> **EXERCISE GOAL**:
Begin at the line containing "column? Each instance should receive its own outline." and rewrite only the lines from there through the end of the entries, requests included, shifting every coordinate in the answers by -19. Leave the pictures out.

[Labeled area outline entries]
━━━━━━
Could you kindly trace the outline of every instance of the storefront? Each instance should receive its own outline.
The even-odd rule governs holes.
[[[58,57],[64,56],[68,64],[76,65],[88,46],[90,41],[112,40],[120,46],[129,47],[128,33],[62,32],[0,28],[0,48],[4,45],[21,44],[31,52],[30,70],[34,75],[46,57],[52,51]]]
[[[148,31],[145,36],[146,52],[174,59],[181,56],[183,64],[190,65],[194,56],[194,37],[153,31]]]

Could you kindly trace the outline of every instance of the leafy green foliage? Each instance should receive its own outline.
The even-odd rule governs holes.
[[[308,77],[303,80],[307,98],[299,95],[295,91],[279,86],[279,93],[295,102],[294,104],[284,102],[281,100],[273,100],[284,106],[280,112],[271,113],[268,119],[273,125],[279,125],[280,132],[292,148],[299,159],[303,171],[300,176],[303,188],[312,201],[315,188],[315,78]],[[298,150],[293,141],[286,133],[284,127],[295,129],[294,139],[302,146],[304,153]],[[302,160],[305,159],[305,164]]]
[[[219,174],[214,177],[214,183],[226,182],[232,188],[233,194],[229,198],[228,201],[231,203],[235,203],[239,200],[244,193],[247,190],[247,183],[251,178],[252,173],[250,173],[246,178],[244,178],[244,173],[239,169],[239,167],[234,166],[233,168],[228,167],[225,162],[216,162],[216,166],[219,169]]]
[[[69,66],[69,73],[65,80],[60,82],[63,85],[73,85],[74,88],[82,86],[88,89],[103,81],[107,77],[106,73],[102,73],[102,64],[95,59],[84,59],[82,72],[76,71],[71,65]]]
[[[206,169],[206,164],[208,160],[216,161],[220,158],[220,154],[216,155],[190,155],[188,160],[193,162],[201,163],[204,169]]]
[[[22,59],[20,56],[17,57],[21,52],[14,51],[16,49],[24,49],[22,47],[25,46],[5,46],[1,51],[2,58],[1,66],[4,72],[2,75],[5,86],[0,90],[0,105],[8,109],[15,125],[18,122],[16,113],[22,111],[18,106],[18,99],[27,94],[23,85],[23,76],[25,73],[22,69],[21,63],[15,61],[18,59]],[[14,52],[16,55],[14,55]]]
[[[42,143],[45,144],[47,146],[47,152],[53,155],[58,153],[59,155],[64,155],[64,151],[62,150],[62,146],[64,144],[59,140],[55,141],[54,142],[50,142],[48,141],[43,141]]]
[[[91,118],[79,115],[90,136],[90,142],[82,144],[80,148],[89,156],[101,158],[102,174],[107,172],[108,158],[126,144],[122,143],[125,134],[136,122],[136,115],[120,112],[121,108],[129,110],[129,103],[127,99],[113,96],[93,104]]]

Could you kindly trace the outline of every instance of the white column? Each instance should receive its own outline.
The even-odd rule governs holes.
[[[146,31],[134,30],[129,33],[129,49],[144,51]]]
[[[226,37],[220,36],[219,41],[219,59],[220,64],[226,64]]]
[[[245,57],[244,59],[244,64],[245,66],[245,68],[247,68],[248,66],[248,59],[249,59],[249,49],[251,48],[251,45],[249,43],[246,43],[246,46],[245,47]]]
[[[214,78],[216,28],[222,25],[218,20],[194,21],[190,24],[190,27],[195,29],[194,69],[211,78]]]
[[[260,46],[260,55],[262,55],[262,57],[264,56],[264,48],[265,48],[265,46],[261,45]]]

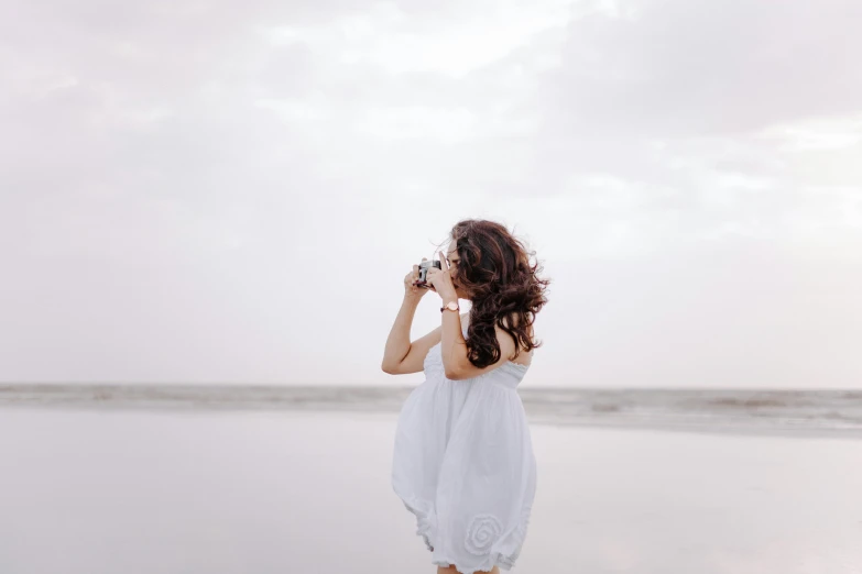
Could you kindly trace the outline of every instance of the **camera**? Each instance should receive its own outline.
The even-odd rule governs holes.
[[[423,287],[425,289],[428,288],[428,285],[425,283],[425,277],[428,275],[428,268],[430,267],[443,269],[443,264],[439,262],[439,260],[424,261],[419,263],[419,278],[416,280],[416,287]]]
━━━━━━
> **WRITTEN ANSWER**:
Could you kindly trace the outline of every instance of the white column? Each instance should receive its own outline.
The even-odd rule governs holes.
[[[127,12],[115,11],[110,14],[110,30],[125,32]]]
[[[207,18],[201,17],[200,22],[200,40],[201,45],[207,45]]]
[[[226,38],[225,40],[225,45],[226,47],[226,49],[228,49],[229,47],[229,40],[230,40],[230,30],[232,29],[232,26],[230,24],[227,24],[227,27],[226,28]]]
[[[195,59],[197,9],[203,6],[199,1],[175,2],[171,5],[171,8],[176,10],[175,50],[192,59]]]
[[[241,27],[241,36],[243,36],[243,38],[245,37],[245,29],[246,29],[246,27],[242,26]]]

Could you kindly trace the outline of every instance of the **camera**? Each instance should receive its own outline.
The even-odd rule governs holes.
[[[404,268],[406,270],[409,269],[409,266],[406,264],[406,258],[409,256],[409,249],[411,248],[424,250],[424,245],[420,243],[420,241],[405,242],[400,244],[400,259],[397,261],[397,268]]]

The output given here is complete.